PROBLEM A - Could you rewrite the part of the opinion piece on Medicaid fraud claims starting at "No wonder the" and ending at "hurt rural hospitals.", with "rural hospitals" replaced by "community hospitals"?
PROBLEM B - Would you carry on the opinion piece on Medicaid fraud claims from its final sentence?

TEXT FOR ANALYSIS -
Opinion - The inconvenient truth about Republican Medicaid fraud claims
This sales pitch is no small deal to this White House. A president seeking to pass his tax bill with slim congressional majorities could be tanked by a handful of Republicans afraid they'll lose seats. Those seats could be at risk if Republicans are seen as paying for tax cuts to the most well-off by cutting Medicaid benefits for hard-pressed workers, children, seniors or families of children with disabilities.
No wonder the White House and Republican leadership are desperate to claim that there is a large pile of fraudulent and wasteful Medicaid spending that could be eliminated without forcing states to cut benefits or hurt rural hospitals.
Facts, however, are not kind to this claim. Independent oversight analysis shows a relatively small and declining amount of improper Medicaid payments, meaning that cutting hundreds of billions of dollars in Medicaid spending promised to states would inevitably lead to dramatic coverage loss and benefit cuts.

PROVIDED DATA -
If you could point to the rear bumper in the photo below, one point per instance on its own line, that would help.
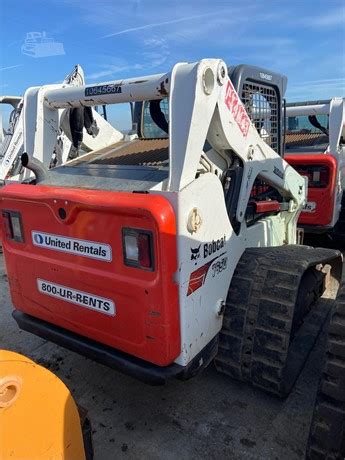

WRITTEN ANSWER A -
No wonder the White House and Republican leadership are desperate to claim that there is a large pile of fraudulent and wasteful Medicaid spending that could be eliminated without forcing states to cut benefits or hurt community hospitals.

WRITTEN ANSWER B -
One particularly inconvenient truth is that estimates of 'improper payments' — a category that includes not only fraud and mistaken payments but insufficient documentation — undermine Republican claims that Medicaid cuts will not lead to benefit cuts.
Both the independent inspector general's office and the Governmental Accountability Office have found that the vast majority of Medicaid improper payments, around 80 percent in recent years, resulted not from fraud or waste, but from states having insufficient documentation to meet their paperwork requirements.
Another issue with the Republicans' argument is that, following the pandemic, when states had more flexibility in terms of paperwork requirements, the improper payment rate was cut by two-thirds to only 5.1 percent from 2022 to 2024 as states improved compliance efforts.
This is significant. Improper payment rates of 5 percent are comparable to the private sector, where estimates of fraud (not just a broad definition of improper payments) are around 3-5 percent.
Conservative advocates straining to call these smaller numbers into question are making an odd argument. They are essentially calling for more onerous paperwork and red tape while suggesting that every governor who reported low improper payments over the last several years — including leading Republican governors from Texas, Florida, Georgia and Indiana — used more flexible pandemic requirements to dramatically underreport improper payments.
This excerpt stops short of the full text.